- YOUR TASK
List each distinct statute or regulation cited in the court opinion excerpt below, in the order each first appears.

- SOURCE PASSAGE
_____
The procedural history of WVHC is similar to the history in the present case.   HEC contends, however, that because the special ALJ already made findings with respect to the entitlement issue, the trial court could properly determine the entitlement issue as a matter of law.   We disagree.

The NRC is the “ultimate authority” of the DNR, subject to certain exceptions not applicable here.  312 I.A.C. 3-1-2.   As such, the NRC may affirm, modify, or dissolve the non-final order of an administrative law judge.   Ind.Code § 4-21.5-3-29. In this case, the NRC dissolved the special ALJ's non-final order and made its own findings and conclusions, ultimately deciding that HEC was not eligible for fees under Indiana Code Section 14-34-15-10, a decision the DNR now concedes as erroneous.   Thus, the NRC never reached the issue of whether HEC is entitled to fees under ISMCRA.   Rather than remanding the matter to the NRC, the trial court substituted its judgment for the NRC and essentially adopted the special ALJ's findings and conclusions.   The trial court erred in so doing.   See Ind.Code § 4-21.5-5-11;  see also Ind.Code § 4-21.5-3-29 (reserving the decision to affirm, modify, or dissolve a non-final order of an ALJ to the ultimate authority).
_____
- SOURCE MATERIAL
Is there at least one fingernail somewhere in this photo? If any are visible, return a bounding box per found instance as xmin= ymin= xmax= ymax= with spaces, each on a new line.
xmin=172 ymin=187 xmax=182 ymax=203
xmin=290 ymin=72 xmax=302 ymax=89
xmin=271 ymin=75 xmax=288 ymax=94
_____
- RESPONSE TO THE EXERCISE
312 I.A.C. 3-1-2
Ind.Code § 4-21.5-3-29
Indiana Code Section 14-34-15-10
Ind.Code § 4-21.5-5-11